Faço primeiro uma distinção importante:

1- Trágico: oriundo de uma tragédia física, catástrofe natural, fenómeno que abate-se sobre várias pessoas e que transforma a vida destas em um algo depressivo ou a uma actitude de negação da vida pelas incertezas e afrontas que nos traz.

2- Forma de ver o mundo. Abrange a primeira e a toma de assalto. Porém vai-lhe além. Seria como dar um salto ao pensamento de que tudo em vida flui e que  sensação de impermanéncia é superior e notória. Vejo isto em leituras como as de Lord Byron, como as de Fernando Pessoa (com Alberto Caeiro e Álvaro de Campos, em especial), em algumas peças de Shakespeare, em filósofos como Heráclito e Nietzsche e alguns pensamentos existenciais de Pascal. 

Feita distinção o que é escrever o trágico?

Enquanto condição, escrever-se o trágico é, em suma, escrever sobre a vida. É uma escrita densa, profunda, porém vital, complexamente afirmativa e consequentemente forte. Por instáncia, alguém que promova a escritura de um texto cuja intenção seja despertar aos outros a ideia da passagem que a vida é. Da condição existencial imperene, do obstáculo diário e do sofrimento de Prometeu e Sísifo. É denunciar que muitos afastam-se desta vida, por vários motivos, e esquecem-se que viver é eternizar o agora por mais agonizante e macabro que este seja. O trágico sobe as montanhas e avista o abismo de suas pontas. O sábio consome as corredeiras turbulentas de rios e embriaga-se até o último instante que ainda há vida a correr pelas veias. O trágico é precipitação, o trágico é correr ao tempo e fazer-lhe companhia, até sentir nele o seu sentido devorador. O trágico é filho do tempo e como este será devorado, mas não importa-se com esta inevitabilidade, bem mais, vive rapidamente aquilo que mais pode e de maneira mais desmedida.

-*-*-

[Tarefa]: Reproduza a passagem do texto sobre o trágico que começa em "Faço primeiro uma" e termina em "escrever o trágico?". Os registros não têm relação com o texto sobre o trágico.

[Dados fornecidos]:
-*-*-

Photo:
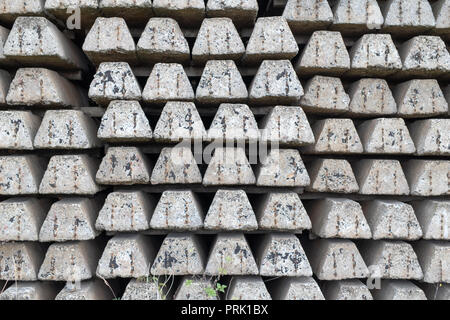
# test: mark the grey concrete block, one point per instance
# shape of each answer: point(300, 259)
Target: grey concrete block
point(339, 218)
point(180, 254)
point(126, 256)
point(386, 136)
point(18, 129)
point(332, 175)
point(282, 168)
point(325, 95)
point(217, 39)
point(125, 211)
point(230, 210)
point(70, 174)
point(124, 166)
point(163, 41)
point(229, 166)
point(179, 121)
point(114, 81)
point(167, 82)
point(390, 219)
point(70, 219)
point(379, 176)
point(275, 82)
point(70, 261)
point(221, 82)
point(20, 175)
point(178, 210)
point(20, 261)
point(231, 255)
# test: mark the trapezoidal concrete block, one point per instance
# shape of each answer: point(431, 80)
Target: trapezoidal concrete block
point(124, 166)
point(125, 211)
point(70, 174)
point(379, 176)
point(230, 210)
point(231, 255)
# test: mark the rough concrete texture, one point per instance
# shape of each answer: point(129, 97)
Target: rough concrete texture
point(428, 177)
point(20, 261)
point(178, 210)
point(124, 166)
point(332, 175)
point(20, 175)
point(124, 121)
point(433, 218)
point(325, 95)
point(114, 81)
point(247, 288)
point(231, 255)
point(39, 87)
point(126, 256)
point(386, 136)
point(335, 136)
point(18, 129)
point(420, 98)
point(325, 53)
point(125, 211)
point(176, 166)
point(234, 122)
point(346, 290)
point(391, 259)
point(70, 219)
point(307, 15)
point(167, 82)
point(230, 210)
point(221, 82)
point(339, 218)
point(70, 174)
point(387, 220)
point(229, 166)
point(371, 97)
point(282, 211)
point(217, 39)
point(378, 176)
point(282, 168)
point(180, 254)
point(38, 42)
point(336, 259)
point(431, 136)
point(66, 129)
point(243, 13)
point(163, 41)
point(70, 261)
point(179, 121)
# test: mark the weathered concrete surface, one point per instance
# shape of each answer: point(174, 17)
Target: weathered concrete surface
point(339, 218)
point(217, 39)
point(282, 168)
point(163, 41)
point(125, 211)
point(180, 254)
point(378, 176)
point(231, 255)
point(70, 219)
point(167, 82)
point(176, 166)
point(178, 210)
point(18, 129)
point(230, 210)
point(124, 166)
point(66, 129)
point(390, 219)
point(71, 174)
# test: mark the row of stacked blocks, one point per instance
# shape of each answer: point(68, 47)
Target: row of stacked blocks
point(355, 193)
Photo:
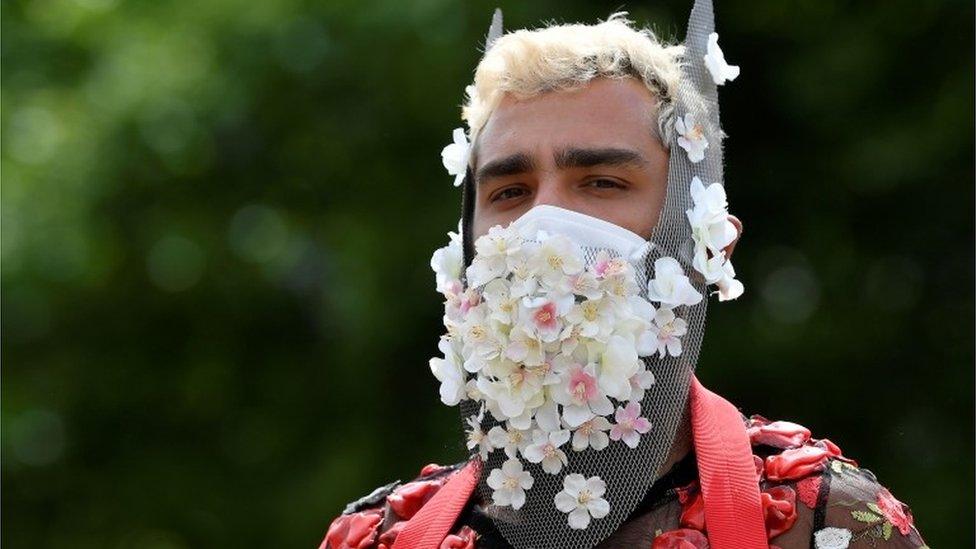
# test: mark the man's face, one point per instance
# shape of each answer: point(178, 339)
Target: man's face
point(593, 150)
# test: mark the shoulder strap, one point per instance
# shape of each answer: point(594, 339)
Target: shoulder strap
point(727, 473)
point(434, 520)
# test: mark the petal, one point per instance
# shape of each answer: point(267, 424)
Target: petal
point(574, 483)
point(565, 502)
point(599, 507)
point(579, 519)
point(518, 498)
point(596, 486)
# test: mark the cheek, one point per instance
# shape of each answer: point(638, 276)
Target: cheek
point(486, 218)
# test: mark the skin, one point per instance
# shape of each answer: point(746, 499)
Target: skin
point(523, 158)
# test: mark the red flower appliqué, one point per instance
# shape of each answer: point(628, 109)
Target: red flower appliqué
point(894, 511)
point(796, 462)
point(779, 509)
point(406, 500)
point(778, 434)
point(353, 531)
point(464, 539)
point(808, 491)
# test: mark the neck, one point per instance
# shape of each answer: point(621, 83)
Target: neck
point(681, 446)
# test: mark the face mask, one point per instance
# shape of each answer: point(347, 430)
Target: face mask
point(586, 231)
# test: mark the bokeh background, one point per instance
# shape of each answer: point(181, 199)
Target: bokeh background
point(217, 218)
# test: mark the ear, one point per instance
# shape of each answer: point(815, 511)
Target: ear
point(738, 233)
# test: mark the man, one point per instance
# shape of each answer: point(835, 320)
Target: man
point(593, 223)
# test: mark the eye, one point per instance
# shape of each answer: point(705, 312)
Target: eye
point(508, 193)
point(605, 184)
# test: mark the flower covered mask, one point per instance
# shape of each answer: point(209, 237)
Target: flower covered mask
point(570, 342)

-*-*-

[Resposta]:
Faço primeiro uma distinção importante:

1- Trágico: oriundo de uma tragédia física, catástrofe natural, fenómeno que abate-se sobre várias pessoas e que transforma a vida destas em um algo depressivo ou a uma actitude de negação da vida pelas incertezas e afrontas que nos traz.

2- Forma de ver o mundo. Abrange a primeira e a toma de assalto. Porém vai-lhe além. Seria como dar um salto ao pensamento de que tudo em vida flui e que  sensação de impermanéncia é superior e notória. Vejo isto em leituras como as de Lord Byron, como as de Fernando Pessoa (com Alberto Caeiro e Álvaro de Campos, em especial), em algumas peças de Shakespeare, em filósofos como Heráclito e Nietzsche e alguns pensamentos existenciais de Pascal. 

Feita distinção o que é escrever o trágico?